◆ **Esercizi da svolgere**:
(a) Stabilisci se ciascuna affermazione concorda con l'articolo sulla risposta di Facebook a The Social Dilemma, rispondendo sì o no e riportando alla lettera le parole decisive del testo. (i) La dichiarazione di Facebook è articolata in sette punti. (ii) Il cambiamento del 2018 ha ridotto il tempo speso su Facebook di 50 milioni di ore al mese. (iii) Facebook condivide senza permesso le informazioni che identificano personalmente gli utenti.
(b) Cita dall'articolo sulla risposta di Facebook a The Social Dilemma tutto il passo che va da "La società ha" fino a "elezioni e disinformazione.".
(c) Prosegui l'articolo sulla risposta di Facebook a The Social Dilemma a partire dal punto in cui si ferma.

◆ **Testo di origine**:
++++++++++++++++++++
Il documentario Netflix The Social Dilemma ha scatenato conversazioni e dibattiti molto accesi circa l’impatto dei social media sulle nostre vite, sulla nostra attenzione e sulla nostra salute mentale. L’unica azienda, fino ad ora, che ha reagito al popolare documentario è stata Facebook. Venerdì scorso, il social network di Mark Zuckerberg, ha risposto al documentario di Jeff Orlowski attraverso un comunicato molto ampio, che reagisce e contraddice punto per punto le accuse contenute nel film Netflix.
La società ha condiviso una lunga dichiarazione sul suo sito web intitolata “What ‘The Social Dilemma’ Gets Wrong“, articolata in 7 punti, in cui sostiene che il documentario è un prodotto sensazionalistico. “Piuttosto che offrire uno sguardo lucido e versatile sulla tecnologia preferisce offrire una visione distorta di come i social media e le piattaforme lavorino per creare un comodo capro espiatorio per quelli che sono difficili e complessi problemi sociali”, si legge nella confutazione di Facebook. Poi prosegue la sua obiezione individuando sette argomenti sollevati nel documentario: dipendenza, tu non sei il prodotto, algoritmi, dati, polarizzazione, elezioni e disinformazione.
La risposta di Facebook a The Social Dilemma
Nel comunicato si legge “Non ci interessa farvi spendere tanto tempo sulla nostra piattaforma, vogliamo che sia tempo di qualità. Ad esempio, nel 2018 abbiamo cambiato la classificazione del News Feed per dare priorità alle interazioni sociali significative e toglierla a cose come i video virali. Il cambiamento ha portato a una diminuzione del tempo speso su Facebook di 50 milioni di ore al giorno”. Inoltre, asserisce Facebook nel comunicato, “collaboriamo con i principali esperti di salute mentale, organizzazioni e accademici e abbiamo interi team di ricerca dedicati alla comprensione dell’impatto che i social media possono avere sul benessere delle persone”.
Dopo aver affrontato la questione sollevata all’interno del documentario, in merito alla dipendenza, pone l’accento sulla gratuità del prodotto, sugli algoritmi e i dati: “Facebook è una piattaforma supportata da pubblicità, il che significa che la vendita di annunci ci permette di offrire a tutti la possibilità di connettersi gratuitamente. Quando le aziende acquistano annunci su Facebook, non sanno chi sei. Non condividiamo le informazioni che ti identificano personalmente a meno che tu non ci dia il permesso”.
++++++++++++++++++++
Dati archiviati:
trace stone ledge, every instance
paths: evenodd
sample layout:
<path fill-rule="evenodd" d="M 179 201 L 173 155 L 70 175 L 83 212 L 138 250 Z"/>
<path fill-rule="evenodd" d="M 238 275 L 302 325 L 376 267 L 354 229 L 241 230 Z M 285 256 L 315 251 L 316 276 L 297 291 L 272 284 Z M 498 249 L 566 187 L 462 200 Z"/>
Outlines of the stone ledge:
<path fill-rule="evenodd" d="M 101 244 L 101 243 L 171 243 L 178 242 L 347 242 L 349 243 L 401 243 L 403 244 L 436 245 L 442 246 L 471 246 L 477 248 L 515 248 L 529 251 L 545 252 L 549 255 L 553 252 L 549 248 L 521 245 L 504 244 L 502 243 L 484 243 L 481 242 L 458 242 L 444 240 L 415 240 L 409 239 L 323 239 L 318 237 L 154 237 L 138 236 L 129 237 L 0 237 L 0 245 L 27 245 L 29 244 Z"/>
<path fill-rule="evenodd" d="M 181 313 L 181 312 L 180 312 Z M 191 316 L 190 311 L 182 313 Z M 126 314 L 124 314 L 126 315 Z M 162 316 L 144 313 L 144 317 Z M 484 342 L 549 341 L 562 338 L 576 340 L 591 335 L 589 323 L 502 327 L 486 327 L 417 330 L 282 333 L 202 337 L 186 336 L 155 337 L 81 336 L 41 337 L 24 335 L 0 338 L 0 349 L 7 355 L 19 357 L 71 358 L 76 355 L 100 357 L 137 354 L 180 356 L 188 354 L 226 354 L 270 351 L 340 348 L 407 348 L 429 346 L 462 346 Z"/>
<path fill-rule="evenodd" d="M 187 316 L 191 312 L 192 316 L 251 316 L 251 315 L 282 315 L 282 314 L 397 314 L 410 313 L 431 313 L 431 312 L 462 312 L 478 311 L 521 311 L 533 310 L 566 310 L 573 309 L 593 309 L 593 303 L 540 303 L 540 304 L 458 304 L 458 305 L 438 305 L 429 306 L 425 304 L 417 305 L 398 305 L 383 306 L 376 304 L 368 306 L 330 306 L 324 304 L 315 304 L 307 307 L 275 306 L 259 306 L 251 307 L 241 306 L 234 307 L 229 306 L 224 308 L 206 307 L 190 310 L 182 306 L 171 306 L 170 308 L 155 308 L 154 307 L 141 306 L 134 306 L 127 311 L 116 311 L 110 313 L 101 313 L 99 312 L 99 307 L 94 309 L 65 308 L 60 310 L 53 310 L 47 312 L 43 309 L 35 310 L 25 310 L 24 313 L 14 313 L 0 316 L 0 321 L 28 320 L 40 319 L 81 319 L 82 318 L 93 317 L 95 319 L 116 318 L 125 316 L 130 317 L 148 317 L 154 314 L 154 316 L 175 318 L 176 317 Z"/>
++++++++++++++++++++
◆ **Risposte agli esercizi**:
(a)
(i) Sì: "articolata in 7 punti"
(ii) No: "Il cambiamento ha portato a una diminuzione del tempo speso su Facebook di 50 milioni di ore al giorno"
(iii) No: "Non condividiamo le informazioni che ti identificano personalmente a meno che tu non ci dia il permesso"

(b)
La società ha condiviso una lunga dichiarazione sul suo sito web intitolata “What ‘The Social Dilemma’ Gets Wrong“, articolata in 7 punti, in cui sostiene che il documentario è un prodotto sensazionalistico. “Piuttosto che offrire uno sguardo lucido e versatile sulla tecnologia preferisce offrire una visione distorta di come i social media e le piattaforme lavorino per creare un comodo capro espiatorio per quelli che sono difficili e complessi problemi sociali”, si legge nella confutazione di Facebook. Poi prosegue la sua obiezione individuando sette argomenti sollevati nel documentario: dipendenza, tu non sei il prodotto, algoritmi, dati, polarizzazione, elezioni e disinformazione.

(c)
Algoritmi e dati
Facebook ribadisce che ha approvato miglioramenti per proteggere la privacy delle persone: “Abbiamo politiche che vietano alle aziende di inviarci dati sensibili sulle persone, comprese le informazioni sanitarie degli utenti o i numeri di previdenza sociale, attraverso strumenti aziendali come Facebook Pixel e SDK”. La confutazione prosegue: “Facebook utilizza algoritmi per migliorare l’esperienza delle persone che utilizzano le nostre app. Gli algoritmi migliorano i nostri servizi. Ad esempio, all’interno di Facebook, li usiamo per mostrare un contenuto che è rilevante con i vostri interessi, che si tratti di post di amici o annunci”.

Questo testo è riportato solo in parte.